### Exercise requirements
Answer these questions using the Chippie cluster page below.
1. Who is the Chippie cluster meant to serve?
2. How much VRAM does each NVIDIA A40 on chippie-100.cs.uwaterloo.ca have?
3. To what address should account information be sent, and who should receive a copy?

### Page text
↓
Chippie Cluster

Overview

The Chippie cluster is a compute facility for the use of CPI members, affiliates, and researchers sponsored by them. It features password-less accounts for security, a reservation system for exclusive use of compute resources and multiple GPU systems for fast computation.

Hardware

The current hardware of the Chippie cluster is:

Hostname CPU RAM Storage Network GPU Other
chippie-base.cs.uwaterloo.ca 2x AMD EPYC 7302 16-Core 512GB 7TB all-flash cluster NFS-shared for users gigabit WAN

6x NVIDIA A100 each with 40GB VRAM,

2x NVIDIA A100 each with 80GB VRAM

Reservable LXC containers each with exclusive use of one GPU: chippie01-chippie08

chippie-100.cs.uwaterloo.ca  2x AMD EPYC 7272 12-Core 512GB 5TB all-flash cluster NFS-shared scratch/static data gigabit WAN 8x NVIDIA A40: 48GB VRAM per device Reservable LXC containers each with exclusive use of one GPU: chippie09-chippie16
chippie-800.cs.uwaterloo.ca 8x Intel Xeon Platinum 8276 6TB 40TB all-flash cluster NFS-shared general-use data gigabit WAN (no GPU) Reservable LXC container for use of 224 CPU cores and 6TB RAM: chippie808

Using the cluster

Account Creation

Users of the Chippie cluster need to have an account sponsored by an authorized CPI member.  In order obtain an account, please send the following information to contact-cpi@uwaterloo.ca and CC your advisor.
↑
### Supplied records
↓
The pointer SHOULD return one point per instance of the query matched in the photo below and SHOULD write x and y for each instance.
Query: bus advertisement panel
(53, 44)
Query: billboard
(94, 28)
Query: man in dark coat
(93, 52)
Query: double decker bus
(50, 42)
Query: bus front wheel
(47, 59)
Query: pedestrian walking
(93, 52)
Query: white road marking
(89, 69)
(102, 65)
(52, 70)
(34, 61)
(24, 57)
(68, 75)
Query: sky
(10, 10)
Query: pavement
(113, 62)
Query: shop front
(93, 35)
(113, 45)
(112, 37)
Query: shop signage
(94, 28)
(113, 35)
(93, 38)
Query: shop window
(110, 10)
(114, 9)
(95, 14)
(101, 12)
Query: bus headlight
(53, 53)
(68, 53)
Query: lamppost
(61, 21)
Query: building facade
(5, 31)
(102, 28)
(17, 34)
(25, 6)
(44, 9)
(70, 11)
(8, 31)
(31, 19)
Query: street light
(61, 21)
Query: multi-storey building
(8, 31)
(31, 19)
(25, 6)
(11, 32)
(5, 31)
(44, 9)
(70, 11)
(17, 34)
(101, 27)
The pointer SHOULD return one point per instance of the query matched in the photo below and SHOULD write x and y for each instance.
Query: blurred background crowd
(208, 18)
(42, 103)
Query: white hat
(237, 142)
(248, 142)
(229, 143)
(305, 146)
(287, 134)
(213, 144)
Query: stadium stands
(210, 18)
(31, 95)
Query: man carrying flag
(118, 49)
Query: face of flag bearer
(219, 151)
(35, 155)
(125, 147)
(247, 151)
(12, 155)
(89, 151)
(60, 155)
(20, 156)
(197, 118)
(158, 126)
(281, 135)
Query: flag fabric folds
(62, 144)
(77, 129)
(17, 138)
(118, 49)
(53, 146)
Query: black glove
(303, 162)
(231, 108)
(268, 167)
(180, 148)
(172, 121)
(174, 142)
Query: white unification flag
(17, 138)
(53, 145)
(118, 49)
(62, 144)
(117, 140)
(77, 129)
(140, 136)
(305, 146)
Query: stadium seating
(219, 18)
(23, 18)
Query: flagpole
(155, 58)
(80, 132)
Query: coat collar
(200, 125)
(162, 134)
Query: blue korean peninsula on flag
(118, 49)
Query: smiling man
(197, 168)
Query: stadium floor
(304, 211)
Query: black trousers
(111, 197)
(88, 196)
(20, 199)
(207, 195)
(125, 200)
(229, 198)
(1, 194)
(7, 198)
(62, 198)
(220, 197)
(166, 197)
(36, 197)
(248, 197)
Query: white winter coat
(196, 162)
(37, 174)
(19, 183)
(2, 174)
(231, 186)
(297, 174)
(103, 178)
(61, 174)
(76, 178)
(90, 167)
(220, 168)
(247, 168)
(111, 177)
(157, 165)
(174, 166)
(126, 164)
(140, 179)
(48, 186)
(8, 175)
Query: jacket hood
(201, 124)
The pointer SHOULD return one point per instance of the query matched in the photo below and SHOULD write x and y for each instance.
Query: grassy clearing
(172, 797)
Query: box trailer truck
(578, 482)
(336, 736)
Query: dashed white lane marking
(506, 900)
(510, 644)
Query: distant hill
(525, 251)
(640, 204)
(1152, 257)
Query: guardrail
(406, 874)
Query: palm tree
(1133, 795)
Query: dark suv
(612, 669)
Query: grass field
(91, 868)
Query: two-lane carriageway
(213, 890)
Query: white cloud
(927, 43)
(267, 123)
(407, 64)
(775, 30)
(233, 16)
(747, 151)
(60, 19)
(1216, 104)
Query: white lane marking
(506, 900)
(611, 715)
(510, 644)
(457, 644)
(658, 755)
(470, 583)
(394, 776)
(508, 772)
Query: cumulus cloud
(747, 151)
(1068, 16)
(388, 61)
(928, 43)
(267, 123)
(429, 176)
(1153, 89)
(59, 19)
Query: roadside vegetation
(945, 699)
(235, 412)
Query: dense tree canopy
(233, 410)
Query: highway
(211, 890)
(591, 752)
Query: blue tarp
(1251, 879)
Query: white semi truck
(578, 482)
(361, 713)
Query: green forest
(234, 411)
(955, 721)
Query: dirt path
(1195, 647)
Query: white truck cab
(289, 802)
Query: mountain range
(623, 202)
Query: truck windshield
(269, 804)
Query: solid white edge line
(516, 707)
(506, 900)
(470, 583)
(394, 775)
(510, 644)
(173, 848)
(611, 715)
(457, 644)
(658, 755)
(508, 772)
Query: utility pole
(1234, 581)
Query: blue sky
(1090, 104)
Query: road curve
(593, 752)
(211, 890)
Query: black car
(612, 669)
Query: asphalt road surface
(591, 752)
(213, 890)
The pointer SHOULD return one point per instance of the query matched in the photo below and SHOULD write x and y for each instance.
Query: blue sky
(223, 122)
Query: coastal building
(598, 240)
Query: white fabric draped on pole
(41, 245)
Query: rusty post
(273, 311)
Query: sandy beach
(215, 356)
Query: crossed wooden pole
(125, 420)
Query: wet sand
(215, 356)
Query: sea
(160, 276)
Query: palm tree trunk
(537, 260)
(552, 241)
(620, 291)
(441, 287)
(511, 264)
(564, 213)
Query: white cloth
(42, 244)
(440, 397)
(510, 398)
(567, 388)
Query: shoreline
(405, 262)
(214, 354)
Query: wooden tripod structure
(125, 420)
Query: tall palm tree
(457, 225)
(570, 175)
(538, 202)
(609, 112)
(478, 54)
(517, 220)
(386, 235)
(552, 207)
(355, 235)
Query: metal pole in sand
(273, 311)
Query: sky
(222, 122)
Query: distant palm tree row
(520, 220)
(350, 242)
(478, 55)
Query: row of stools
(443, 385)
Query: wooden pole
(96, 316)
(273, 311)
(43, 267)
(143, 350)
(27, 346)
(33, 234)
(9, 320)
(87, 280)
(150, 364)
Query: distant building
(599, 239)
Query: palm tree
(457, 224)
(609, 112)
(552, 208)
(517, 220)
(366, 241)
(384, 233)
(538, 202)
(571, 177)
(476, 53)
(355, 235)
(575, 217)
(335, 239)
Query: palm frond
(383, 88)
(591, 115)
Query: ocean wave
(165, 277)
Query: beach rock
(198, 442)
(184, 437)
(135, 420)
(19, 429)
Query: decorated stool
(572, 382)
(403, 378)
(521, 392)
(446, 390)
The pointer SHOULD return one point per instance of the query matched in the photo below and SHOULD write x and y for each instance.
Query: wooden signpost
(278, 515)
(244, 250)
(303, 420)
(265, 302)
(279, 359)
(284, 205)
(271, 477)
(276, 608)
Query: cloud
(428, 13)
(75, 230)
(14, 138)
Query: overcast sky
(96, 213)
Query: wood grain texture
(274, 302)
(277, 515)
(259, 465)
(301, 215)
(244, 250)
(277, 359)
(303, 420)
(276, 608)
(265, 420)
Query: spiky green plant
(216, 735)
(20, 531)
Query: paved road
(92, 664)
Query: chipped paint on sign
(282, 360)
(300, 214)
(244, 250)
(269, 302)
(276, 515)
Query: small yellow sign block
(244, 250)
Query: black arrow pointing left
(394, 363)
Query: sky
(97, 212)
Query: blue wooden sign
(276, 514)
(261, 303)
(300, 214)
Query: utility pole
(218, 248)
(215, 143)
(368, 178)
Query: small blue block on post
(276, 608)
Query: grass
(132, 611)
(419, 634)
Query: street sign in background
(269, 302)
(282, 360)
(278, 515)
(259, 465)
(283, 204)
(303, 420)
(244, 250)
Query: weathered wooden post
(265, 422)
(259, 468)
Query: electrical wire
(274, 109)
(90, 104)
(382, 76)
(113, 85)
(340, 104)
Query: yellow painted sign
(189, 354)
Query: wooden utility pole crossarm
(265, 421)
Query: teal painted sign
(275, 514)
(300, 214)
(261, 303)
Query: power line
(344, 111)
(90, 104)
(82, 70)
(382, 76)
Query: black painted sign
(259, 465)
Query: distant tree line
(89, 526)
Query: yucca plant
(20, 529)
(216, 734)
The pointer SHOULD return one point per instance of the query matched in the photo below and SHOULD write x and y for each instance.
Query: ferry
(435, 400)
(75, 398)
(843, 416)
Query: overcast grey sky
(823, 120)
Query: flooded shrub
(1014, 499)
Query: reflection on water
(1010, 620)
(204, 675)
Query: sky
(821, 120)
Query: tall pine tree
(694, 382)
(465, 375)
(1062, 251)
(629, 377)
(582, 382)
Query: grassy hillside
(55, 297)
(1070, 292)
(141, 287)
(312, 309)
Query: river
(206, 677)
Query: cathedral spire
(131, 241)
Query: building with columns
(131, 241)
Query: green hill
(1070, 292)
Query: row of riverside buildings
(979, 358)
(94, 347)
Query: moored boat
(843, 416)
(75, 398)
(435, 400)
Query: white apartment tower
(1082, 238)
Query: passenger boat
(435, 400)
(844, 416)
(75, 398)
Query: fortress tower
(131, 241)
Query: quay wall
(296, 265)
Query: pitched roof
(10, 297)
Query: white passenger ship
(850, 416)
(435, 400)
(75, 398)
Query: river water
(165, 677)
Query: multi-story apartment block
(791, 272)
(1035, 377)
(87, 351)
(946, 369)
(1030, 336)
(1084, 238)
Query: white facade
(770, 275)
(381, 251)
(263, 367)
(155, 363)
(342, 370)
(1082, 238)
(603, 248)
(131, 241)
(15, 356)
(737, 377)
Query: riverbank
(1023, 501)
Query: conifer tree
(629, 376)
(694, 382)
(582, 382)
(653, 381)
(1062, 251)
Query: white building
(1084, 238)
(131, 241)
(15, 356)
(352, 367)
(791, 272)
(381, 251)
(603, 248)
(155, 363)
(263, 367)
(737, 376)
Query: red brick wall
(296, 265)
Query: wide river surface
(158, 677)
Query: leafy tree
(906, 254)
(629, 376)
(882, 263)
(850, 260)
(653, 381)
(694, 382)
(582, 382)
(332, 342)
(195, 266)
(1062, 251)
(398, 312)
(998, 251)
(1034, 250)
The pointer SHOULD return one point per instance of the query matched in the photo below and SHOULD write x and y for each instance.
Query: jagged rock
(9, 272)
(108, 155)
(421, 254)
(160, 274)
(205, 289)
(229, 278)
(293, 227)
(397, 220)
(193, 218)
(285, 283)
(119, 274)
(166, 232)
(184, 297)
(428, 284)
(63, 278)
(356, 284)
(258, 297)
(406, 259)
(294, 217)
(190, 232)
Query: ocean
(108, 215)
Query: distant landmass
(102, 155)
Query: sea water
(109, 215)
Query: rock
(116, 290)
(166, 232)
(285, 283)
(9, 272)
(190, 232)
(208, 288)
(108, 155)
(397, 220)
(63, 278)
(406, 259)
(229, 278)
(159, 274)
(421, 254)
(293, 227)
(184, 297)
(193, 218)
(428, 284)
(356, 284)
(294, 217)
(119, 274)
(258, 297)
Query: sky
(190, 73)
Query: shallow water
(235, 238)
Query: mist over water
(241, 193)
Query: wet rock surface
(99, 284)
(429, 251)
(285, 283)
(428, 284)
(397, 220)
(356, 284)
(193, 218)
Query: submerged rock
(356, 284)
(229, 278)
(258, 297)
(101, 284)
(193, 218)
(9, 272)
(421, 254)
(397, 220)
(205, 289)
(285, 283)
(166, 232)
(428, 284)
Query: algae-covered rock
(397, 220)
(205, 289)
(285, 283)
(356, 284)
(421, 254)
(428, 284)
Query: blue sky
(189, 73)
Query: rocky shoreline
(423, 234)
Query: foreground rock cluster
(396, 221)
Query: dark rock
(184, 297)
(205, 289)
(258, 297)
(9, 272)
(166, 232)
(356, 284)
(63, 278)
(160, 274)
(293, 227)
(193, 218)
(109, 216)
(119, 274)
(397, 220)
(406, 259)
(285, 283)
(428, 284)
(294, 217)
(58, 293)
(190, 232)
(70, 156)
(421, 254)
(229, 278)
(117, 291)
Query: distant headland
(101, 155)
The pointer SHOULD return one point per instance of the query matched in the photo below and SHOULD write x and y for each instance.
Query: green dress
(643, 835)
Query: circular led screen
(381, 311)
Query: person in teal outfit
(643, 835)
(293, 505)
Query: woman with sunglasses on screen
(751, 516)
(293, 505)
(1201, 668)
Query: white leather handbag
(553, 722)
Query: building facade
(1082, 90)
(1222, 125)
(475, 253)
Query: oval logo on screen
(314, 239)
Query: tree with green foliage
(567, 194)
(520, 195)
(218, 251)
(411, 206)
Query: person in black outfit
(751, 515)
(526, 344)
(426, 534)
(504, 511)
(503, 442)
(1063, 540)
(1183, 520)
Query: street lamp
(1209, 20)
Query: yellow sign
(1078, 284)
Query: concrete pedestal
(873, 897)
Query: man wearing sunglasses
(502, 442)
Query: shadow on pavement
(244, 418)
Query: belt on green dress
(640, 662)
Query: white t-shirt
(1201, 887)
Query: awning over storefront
↑
### Task response
1. CPI members, affiliates, and researchers sponsored by them.
2. 48GB per device.
3. It should be sent to contact-cpi@uwaterloo.ca, with the user's advisor copied.